▸ Data for this exercise:
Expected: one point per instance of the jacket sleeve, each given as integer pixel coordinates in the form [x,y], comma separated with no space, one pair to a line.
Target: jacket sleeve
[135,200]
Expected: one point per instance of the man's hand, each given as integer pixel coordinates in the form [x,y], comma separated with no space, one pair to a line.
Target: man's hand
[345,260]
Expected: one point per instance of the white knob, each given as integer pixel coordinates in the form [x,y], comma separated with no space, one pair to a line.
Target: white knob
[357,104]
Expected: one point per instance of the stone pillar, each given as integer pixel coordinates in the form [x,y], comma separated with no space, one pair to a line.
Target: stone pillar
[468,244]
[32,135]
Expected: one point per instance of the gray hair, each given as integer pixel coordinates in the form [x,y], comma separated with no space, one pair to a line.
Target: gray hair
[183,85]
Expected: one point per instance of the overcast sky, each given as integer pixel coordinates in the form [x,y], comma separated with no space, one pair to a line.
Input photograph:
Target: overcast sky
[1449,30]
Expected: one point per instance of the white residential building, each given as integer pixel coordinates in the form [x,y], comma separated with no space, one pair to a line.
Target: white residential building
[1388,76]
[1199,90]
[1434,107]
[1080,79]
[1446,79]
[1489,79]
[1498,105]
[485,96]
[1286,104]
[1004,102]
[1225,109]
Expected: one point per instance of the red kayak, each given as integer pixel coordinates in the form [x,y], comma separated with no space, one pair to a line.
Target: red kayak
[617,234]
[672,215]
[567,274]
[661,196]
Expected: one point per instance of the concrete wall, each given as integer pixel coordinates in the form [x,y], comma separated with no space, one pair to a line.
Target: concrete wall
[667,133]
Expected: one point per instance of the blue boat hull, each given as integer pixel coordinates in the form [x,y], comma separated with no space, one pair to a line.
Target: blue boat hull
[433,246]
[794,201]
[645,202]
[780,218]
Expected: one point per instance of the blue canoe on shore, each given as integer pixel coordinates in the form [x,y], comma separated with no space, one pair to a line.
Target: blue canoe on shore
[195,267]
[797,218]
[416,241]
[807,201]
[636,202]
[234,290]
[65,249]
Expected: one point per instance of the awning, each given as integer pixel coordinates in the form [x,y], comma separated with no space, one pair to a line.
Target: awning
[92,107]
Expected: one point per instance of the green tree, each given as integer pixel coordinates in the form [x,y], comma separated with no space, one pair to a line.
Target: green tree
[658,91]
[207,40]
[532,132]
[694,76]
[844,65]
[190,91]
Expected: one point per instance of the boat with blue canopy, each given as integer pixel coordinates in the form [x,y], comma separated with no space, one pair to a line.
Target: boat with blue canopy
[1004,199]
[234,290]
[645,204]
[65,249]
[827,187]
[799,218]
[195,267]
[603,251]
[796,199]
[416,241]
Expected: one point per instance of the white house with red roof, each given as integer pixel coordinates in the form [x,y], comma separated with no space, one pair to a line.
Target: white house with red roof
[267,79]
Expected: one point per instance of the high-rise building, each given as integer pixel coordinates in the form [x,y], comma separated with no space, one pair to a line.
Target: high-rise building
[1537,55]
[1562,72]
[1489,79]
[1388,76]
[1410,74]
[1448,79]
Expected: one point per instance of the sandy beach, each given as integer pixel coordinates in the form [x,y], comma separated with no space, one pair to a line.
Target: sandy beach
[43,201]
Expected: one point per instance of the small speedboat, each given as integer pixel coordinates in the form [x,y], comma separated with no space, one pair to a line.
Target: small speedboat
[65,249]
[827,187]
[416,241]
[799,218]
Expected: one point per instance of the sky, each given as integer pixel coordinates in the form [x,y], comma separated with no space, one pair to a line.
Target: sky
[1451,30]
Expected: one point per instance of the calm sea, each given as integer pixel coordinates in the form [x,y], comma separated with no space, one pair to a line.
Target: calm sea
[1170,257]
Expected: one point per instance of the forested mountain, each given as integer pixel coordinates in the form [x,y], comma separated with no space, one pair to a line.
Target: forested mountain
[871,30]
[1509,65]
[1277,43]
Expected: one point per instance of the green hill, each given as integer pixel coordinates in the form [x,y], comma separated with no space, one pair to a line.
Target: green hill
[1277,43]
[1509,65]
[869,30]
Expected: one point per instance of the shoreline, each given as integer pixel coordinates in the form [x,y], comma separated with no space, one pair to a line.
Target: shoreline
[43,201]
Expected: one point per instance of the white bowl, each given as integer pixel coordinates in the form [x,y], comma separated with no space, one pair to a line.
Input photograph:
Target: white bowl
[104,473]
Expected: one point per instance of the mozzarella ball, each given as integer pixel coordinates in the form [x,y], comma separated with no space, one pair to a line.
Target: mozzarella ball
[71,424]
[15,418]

▸ Set task: Render all of the material above as a Markdown table with two columns, Row and Line, giving each line a numbered row and leaving out blank lines.

▸ Result:
| Row | Line |
|---|---|
| 1 | Expected: one point per instance of the jacket sleeve, each given as integer pixel coordinates in the form [x,y], comma separated with no space, one pair to a line. |
| 2 | Target: jacket sleeve |
| 3 | [135,200] |
| 4 | Expected: one point per instance of the man's hand, each given as integer pixel coordinates in the form [x,y], comma separated with no space, one pair to a line. |
| 5 | Target: man's hand |
| 6 | [345,260] |
| 7 | Expected: one point per instance of the white knob, each given as integer pixel coordinates in the form [x,y], comma separated with no space, one pair to a line. |
| 8 | Target: white knob |
| 9 | [357,104] |
| 10 | Expected: one point per instance of the stone pillar, each given as integer pixel coordinates in the form [x,y], comma separated with no space, one pair to a line. |
| 11 | Target: stone pillar |
| 12 | [468,244] |
| 13 | [32,135] |
| 14 | Expected: one point per instance of the gray hair, each given as integer pixel coordinates in the form [x,y], comma separated with no space, one pair to a line. |
| 15 | Target: gray hair |
| 16 | [183,85] |
| 17 | Expected: one point per instance of the overcast sky, each given as integer pixel coordinates in the form [x,y], comma separated with no space, one pair to a line. |
| 18 | Input photograph: |
| 19 | Target: overcast sky |
| 20 | [1449,30] |
| 21 | Expected: one point per instance of the white residential building, each given as integer pixel coordinates in the form [x,y], comma separated with no space, one pair to a line. |
| 22 | Target: white residential building |
| 23 | [1388,76] |
| 24 | [1199,90] |
| 25 | [1434,107] |
| 26 | [1080,79] |
| 27 | [1446,79] |
| 28 | [1489,79] |
| 29 | [1498,105] |
| 30 | [485,96] |
| 31 | [1286,104] |
| 32 | [1004,102] |
| 33 | [1225,109] |
| 34 | Expected: one point per instance of the red kayak, each given as integer pixel coordinates in the form [x,y], comma separated with no space, one pair to a line. |
| 35 | Target: red kayak |
| 36 | [617,234] |
| 37 | [672,215] |
| 38 | [567,274] |
| 39 | [661,196] |
| 40 | Expected: one point per instance of the concrete wall, each given as integer pixel coordinates in the form [x,y], comma separated with no space, one pair to a line. |
| 41 | Target: concrete wall |
| 42 | [667,133] |
| 43 | Expected: one point per instance of the blue boat hull, each given as integer pixel coordinates in the form [x,y], comma separated with no space, one pair to a line. |
| 44 | Target: blue boat hull |
| 45 | [433,246] |
| 46 | [794,201] |
| 47 | [645,202] |
| 48 | [780,218] |
| 49 | Expected: one point per instance of the blue canoe on shore, each given as integer pixel coordinates in the form [x,y], comma separated with no space, one pair to a line. |
| 50 | Target: blue canoe on shore |
| 51 | [195,267] |
| 52 | [797,218] |
| 53 | [416,241] |
| 54 | [807,201] |
| 55 | [636,202] |
| 56 | [234,290] |
| 57 | [65,249] |
| 58 | Expected: one point per instance of the awning, each given as integer pixel coordinates in the form [x,y], comma separated with no space, one pair to a line. |
| 59 | Target: awning |
| 60 | [92,107] |
| 61 | Expected: one point per instance of the green tree, each given as integer pixel coordinates in the form [x,y], comma separated with no space, one pair to a line. |
| 62 | Target: green tree |
| 63 | [658,91] |
| 64 | [207,40] |
| 65 | [532,132] |
| 66 | [694,76] |
| 67 | [844,65] |
| 68 | [190,91] |
| 69 | Expected: one point per instance of the boat with blue canopy, each given as integer pixel coordinates in the form [x,y], comma separated with no space, one pair to a line. |
| 70 | Target: boat with blue canopy |
| 71 | [1004,199] |
| 72 | [234,290] |
| 73 | [645,204] |
| 74 | [65,249] |
| 75 | [827,187] |
| 76 | [799,218] |
| 77 | [195,267] |
| 78 | [603,251] |
| 79 | [796,199] |
| 80 | [416,241] |
| 81 | Expected: one point per instance of the white house with red roof, each given as integer pixel coordinates in the form [x,y], comma separated with no space, one pair to a line. |
| 82 | Target: white house with red roof |
| 83 | [267,79] |
| 84 | Expected: one point per instance of the high-rise building, each given as integer pixel coordinates in the form [x,y], comma separated with no space, one pair to a line. |
| 85 | Target: high-rise building |
| 86 | [1537,55] |
| 87 | [1562,72] |
| 88 | [1489,79] |
| 89 | [1388,76] |
| 90 | [1410,74] |
| 91 | [1448,79] |
| 92 | Expected: one point per instance of the sandy beach, each given as integer pixel coordinates in the form [x,y], comma separated with no space, one pair to a line. |
| 93 | Target: sandy beach |
| 94 | [43,201] |
| 95 | Expected: one point per instance of the small speedboat, each given as integer pixel coordinates in the form [x,y], comma separated with no space, one pair to a line. |
| 96 | Target: small speedboat |
| 97 | [65,249] |
| 98 | [827,187] |
| 99 | [416,241] |
| 100 | [799,218] |
| 101 | Expected: one point per instance of the sky, each given as integer pixel coordinates in the form [x,y], comma separated with no space, one pair to a line. |
| 102 | Target: sky |
| 103 | [1451,30] |
| 104 | Expected: one point per instance of the calm sea, each given as integer pixel coordinates in the form [x,y], comma separated with no space, one pair to a line. |
| 105 | Target: calm sea |
| 106 | [1170,257] |
| 107 | Expected: one point per instance of the forested mountain, each given as integer pixel coordinates in the form [x,y], comma separated with no space, one pair to a line. |
| 108 | Target: forested mountain |
| 109 | [871,30] |
| 110 | [1509,65] |
| 111 | [1277,43] |
| 112 | Expected: one point per instance of the green hill, each given as integer pixel coordinates in the form [x,y], comma separated with no space, one pair to a line. |
| 113 | Target: green hill |
| 114 | [1277,43] |
| 115 | [1509,65] |
| 116 | [869,30] |
| 117 | Expected: one point per instance of the shoreline, each given as integer pixel coordinates in the form [x,y], comma separated with no space, one pair to a line. |
| 118 | Target: shoreline |
| 119 | [43,201] |
| 120 | Expected: one point per instance of the white bowl, each given as integer pixel coordinates in the form [x,y], comma separated with no space, one pair to a line. |
| 121 | Input photograph: |
| 122 | Target: white bowl |
| 123 | [104,473] |
| 124 | Expected: one point per instance of the mozzarella ball, each given as integer pixel coordinates in the form [x,y], comma separated with no space, one pair to a line. |
| 125 | Target: mozzarella ball |
| 126 | [71,424] |
| 127 | [15,418] |